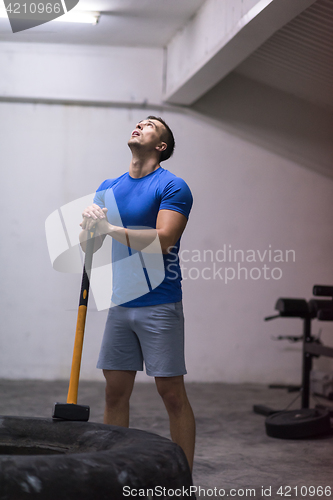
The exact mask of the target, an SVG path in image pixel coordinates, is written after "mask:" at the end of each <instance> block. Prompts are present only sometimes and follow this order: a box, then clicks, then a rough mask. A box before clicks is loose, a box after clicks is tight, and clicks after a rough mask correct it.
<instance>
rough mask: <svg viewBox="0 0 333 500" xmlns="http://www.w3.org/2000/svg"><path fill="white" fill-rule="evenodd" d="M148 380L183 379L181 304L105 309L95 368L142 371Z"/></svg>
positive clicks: (118, 307) (182, 310)
mask: <svg viewBox="0 0 333 500" xmlns="http://www.w3.org/2000/svg"><path fill="white" fill-rule="evenodd" d="M143 361H144V363H145V366H146V373H147V375H150V376H152V377H175V376H177V375H185V374H186V373H187V372H186V368H185V359H184V315H183V305H182V302H181V301H180V302H173V303H171V304H158V305H155V306H145V307H123V306H115V307H111V308H110V309H109V314H108V317H107V320H106V325H105V330H104V337H103V340H102V346H101V350H100V354H99V358H98V363H97V368H101V369H103V370H133V371H142V370H143Z"/></svg>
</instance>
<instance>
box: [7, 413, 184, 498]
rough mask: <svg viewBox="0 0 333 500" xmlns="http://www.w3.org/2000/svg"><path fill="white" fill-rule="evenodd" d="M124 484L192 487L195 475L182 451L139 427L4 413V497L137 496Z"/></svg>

=-=-=

▸ Your goal: Search the records for the string "rough", and copy every line that holds it.

▸ Response to the exercise:
The exact mask of the target, an SVG path in image pixel coordinates, is written after "mask:" at the end of each <instance> block. Prompts are present only sometimes and follow this order: a box, then clicks, then a rough mask. A box before clicks is loose, a box after clicks is tight, and clicks after a rough mask correct it.
rough mask: <svg viewBox="0 0 333 500" xmlns="http://www.w3.org/2000/svg"><path fill="white" fill-rule="evenodd" d="M148 380L183 379L181 304L105 309L95 368L142 371Z"/></svg>
rough mask: <svg viewBox="0 0 333 500" xmlns="http://www.w3.org/2000/svg"><path fill="white" fill-rule="evenodd" d="M124 484L192 487L195 475L182 451L139 427L4 413V497L137 496Z"/></svg>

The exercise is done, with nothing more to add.